### Goal
Quote the article about Carlos Aponte below word for word, from "Waiting for Walsh’s" to "coach Bob Walters.".

### Page

** START **

Carlos Aponte
Persistence pays of for Ashtabula grad Aponte
By CHRIS LARICK
Determined to play college basketball but hindered by his family’s financial situation, Carlos Aponte wasn’t about to leave his fate in the hands of other people.
So Aponte took action. He went to the guidance office at Ashtabula High School and laboriously copied down information about college coaches from three-by-five filing cards.
Using the information gleaned there, Aponte made personal contact with the coaches.
“That got me a few phone calls,” he said.”It was a long process. There weren’t a lot of offers. But by the end of the year, two colleges showed an interest. Bob Huggins, who coached Walsh at the time, said he’d visit, but wanted to wait until the basketball season was over. Meanwhile, the coach at Dyke College, Michael Friedman, in Cleveland called and came down for one of my tournament games. I had 36 points and 15 or so rebounds, the best game I ever had. He called me that week and offered me a scholarship.”
Waiting for Walsh’s offer, Aponte, the son of Emilia and Domingo Aponte, didn’t accept immediately. But when all that school could come up with was a half-scholarship, his course was decided. Aponte would be a Dyke Demon.
Aponte had enjoyed a fine career for Ashtabula’s Panthers, then under the tutelage of ACBF Hall of Fame player and coach Bob Walters.

** END **

### Dataset content
** START **

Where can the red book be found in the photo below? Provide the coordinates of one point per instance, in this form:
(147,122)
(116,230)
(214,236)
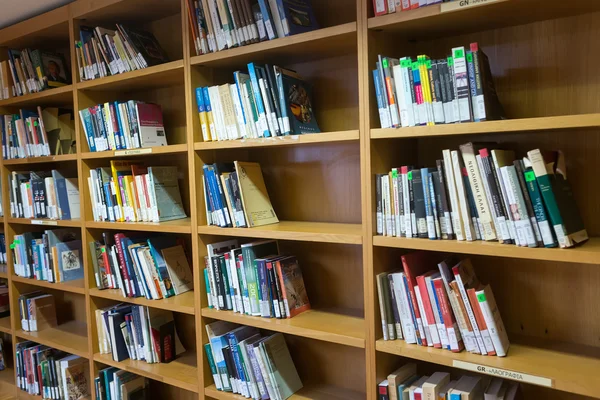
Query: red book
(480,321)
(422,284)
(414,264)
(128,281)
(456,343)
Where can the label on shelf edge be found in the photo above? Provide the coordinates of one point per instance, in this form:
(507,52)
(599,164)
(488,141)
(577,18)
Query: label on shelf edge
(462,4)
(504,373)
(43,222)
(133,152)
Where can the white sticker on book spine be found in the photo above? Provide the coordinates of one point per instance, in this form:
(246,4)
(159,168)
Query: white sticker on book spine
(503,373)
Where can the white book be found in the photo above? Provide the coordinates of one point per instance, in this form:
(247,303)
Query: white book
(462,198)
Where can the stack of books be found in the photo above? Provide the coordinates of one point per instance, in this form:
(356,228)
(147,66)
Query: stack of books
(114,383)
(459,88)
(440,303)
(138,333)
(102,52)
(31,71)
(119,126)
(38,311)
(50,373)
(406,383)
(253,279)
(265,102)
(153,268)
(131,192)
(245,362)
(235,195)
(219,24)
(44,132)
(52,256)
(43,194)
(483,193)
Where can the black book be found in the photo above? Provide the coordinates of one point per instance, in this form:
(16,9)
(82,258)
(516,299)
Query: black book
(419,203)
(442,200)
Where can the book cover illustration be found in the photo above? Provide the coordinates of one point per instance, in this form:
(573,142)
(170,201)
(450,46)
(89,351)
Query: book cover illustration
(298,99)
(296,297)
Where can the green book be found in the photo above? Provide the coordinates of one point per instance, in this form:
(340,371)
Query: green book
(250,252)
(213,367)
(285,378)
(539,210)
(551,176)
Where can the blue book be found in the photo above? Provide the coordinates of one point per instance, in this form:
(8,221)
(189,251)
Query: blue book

** END **

### Finished exercise
Waiting for Walsh’s offer, Aponte, the son of Emilia and Domingo Aponte, didn’t accept immediately. But when all that school could come up with was a half-scholarship, his course was decided. Aponte would be a Dyke Demon.
Aponte had enjoyed a fine career for Ashtabula’s Panthers, then under the tutelage of ACBF Hall of Fame player and coach Bob Walters.